> _REQUEST A_
Render the rows as a JSON list of strings, one per line with blank lines omitted, covering the lines from the first line of the rows through the line that contains "point(393, 389)", inclusive. Leave the pictures out of the list.

> _SOURCE TEXT_
※

Item
1.01. Entry into a Material Definitive Agreement.
Supplemental
Indenture for the 2028 Senior Secured Notes
On
February 13, 2020 (the “Issue Date”), AG Issuer, LLC (“AG Escrow Issuer”) issued $500 million
in aggregate principal amount of 6.25% Senior Secured Notes due 2028 (the “2028 Senior Secured Notes”). The
2028 Senior Secured Notes were issued pursuant to the indenture, dated as of the Issue Date (the “Initial Indenture”),
by and between AG Escrow Issuer and Wilmington Trust, National Association, as trustee (the “Trustee”) and
as notes collateral agent (the “Notes Collateral Agent”).
On
the Effective Date and upon consummation of the Merger, AG Escrow Issuer was merged with and into Advisor Group. In connection
therewith, the Company and certain of its subsidiaries (together, the “Guarantors”) entered into a supplemental
indenture, dated the Effective Date (the “2028 Senior Secured Notes Supplemental Indenture,” and together with
the Initial Indenture, the “2028 Senior Secured Notes Indenture”), pursuant to which the Guarantors have agreed
to guarantee all of Advisor Group’s obligations under the 2028 Senior Secured Notes Indenture and the 2028 Senior Secured
Notes.
The
2028 Senior Secured Notes bear interest at 6.25% and mature on March 1, 2028. Interest on the 2028 Senior Secured Notes is payable
semi-annually on March 1 and September 1 of each year, beginning on September 1, 2020.
Prior
to March 1, 2023, the 2028 Senior Secured Notes may be redeemed at any time and from time to time, in whole or in part, at a redemption
price equal to 100% of the principal amount of the 2028 Senior Secured Notes, plus accrued and unpaid interest, if any, to, but
not including, the redemption date, plus a “make-whole.” In addition, at any time prior to March 1, 2023, up to 40%
of the aggregate principal amount of the 2028 Senior Secured Notes may be redeemed with an amount not to exceed the net cash proceeds
from certain equity offerings at a redemption price of 103% of the principal amount of the 2028 Senior Secured Notes to be redeemed
plus accrued and unpaid interest, if any, to, but excluding, the redemption date. In addition, until March 1, 2023, up to 10%
of the original aggregate principal amount of the 2028 Senior Secured Notes may be redeemed during the period beginning on the
issue date and ending on February 28, 2021, and on each subsequent twelve month period beginning March 1, 2021 and March 1, 2022,
at a redemption price of 103% of the principal amount thereof, plus accrued and unpaid interest, if any, to, but excluding, the
redemption date.

※

> _RECORDS PROVIDED_
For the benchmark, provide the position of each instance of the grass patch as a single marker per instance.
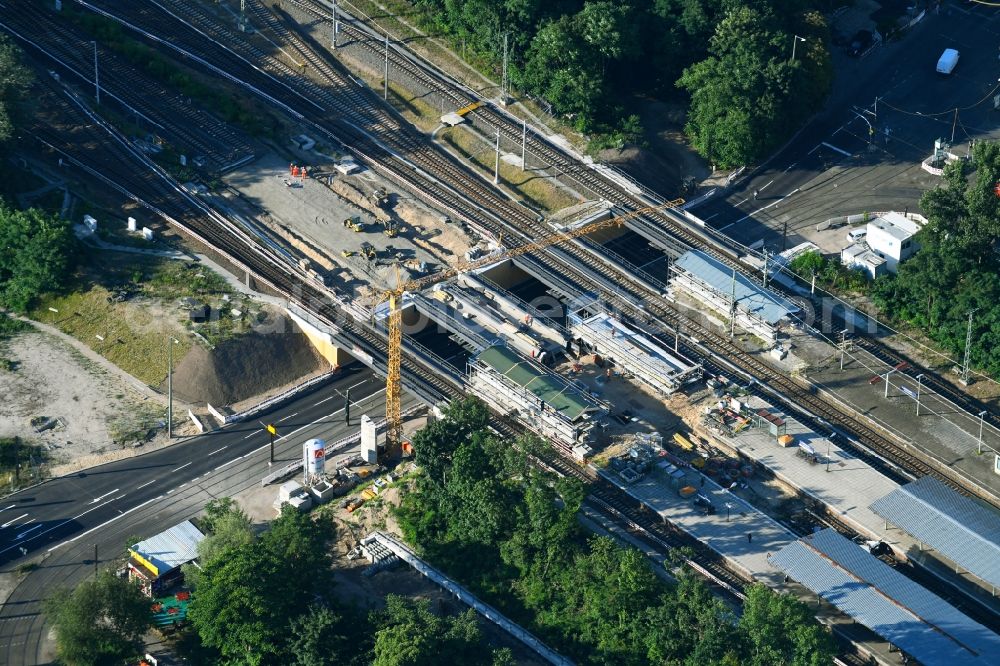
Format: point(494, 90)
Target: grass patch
point(17, 458)
point(133, 332)
point(537, 190)
point(9, 327)
point(133, 339)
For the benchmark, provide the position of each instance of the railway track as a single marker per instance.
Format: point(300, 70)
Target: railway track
point(188, 127)
point(114, 160)
point(473, 199)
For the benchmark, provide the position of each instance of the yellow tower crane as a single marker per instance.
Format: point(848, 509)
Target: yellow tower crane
point(393, 389)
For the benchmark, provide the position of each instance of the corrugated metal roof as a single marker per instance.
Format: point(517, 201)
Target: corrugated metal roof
point(172, 548)
point(531, 377)
point(962, 529)
point(914, 597)
point(876, 608)
point(760, 302)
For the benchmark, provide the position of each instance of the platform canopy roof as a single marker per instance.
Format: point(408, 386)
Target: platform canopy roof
point(753, 298)
point(557, 394)
point(963, 529)
point(874, 594)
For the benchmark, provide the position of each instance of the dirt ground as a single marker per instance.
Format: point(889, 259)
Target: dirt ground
point(51, 379)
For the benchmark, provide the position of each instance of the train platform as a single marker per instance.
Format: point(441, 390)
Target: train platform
point(846, 485)
point(746, 538)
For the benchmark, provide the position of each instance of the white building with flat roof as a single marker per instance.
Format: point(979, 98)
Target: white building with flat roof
point(890, 236)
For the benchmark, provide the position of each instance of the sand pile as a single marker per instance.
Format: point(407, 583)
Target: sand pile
point(246, 366)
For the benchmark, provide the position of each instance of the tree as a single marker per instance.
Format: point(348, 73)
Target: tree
point(780, 629)
point(38, 255)
point(102, 621)
point(317, 638)
point(14, 81)
point(246, 601)
point(411, 635)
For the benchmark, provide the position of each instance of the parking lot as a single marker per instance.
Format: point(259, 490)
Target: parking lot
point(862, 154)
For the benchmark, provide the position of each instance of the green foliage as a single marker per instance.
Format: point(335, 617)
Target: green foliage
point(39, 253)
point(246, 599)
point(829, 273)
point(589, 58)
point(748, 93)
point(9, 327)
point(781, 630)
point(14, 81)
point(102, 621)
point(317, 638)
point(410, 634)
point(956, 269)
point(511, 534)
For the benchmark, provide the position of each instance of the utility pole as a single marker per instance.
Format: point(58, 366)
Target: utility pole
point(170, 387)
point(920, 382)
point(968, 350)
point(503, 77)
point(496, 167)
point(333, 36)
point(981, 415)
point(732, 309)
point(97, 81)
point(524, 144)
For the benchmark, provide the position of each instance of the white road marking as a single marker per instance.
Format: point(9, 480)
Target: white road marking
point(108, 522)
point(746, 217)
point(832, 147)
point(26, 532)
point(98, 499)
point(11, 522)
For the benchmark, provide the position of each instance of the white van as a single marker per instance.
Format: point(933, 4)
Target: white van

※

> _REQUEST B_
In the indenture text, which institution serves as trustee and notes collateral agent?

> _WRITTEN RESPONSE A_
[
  "For the benchmark, provide the position of each instance of the grass patch as a single marker per instance.",
  "Format: point(494, 90)",
  "Target: grass patch",
  "point(17, 458)",
  "point(133, 332)",
  "point(537, 190)",
  "point(9, 327)",
  "point(133, 339)",
  "For the benchmark, provide the position of each instance of the railway track as a single marker per instance.",
  "Format: point(300, 70)",
  "Target: railway track",
  "point(188, 127)",
  "point(114, 160)",
  "point(473, 199)",
  "For the benchmark, provide the position of each instance of the yellow tower crane as a single marker per instance.",
  "Format: point(848, 509)",
  "Target: yellow tower crane",
  "point(393, 389)"
]

> _WRITTEN RESPONSE B_
Wilmington Trust, National Association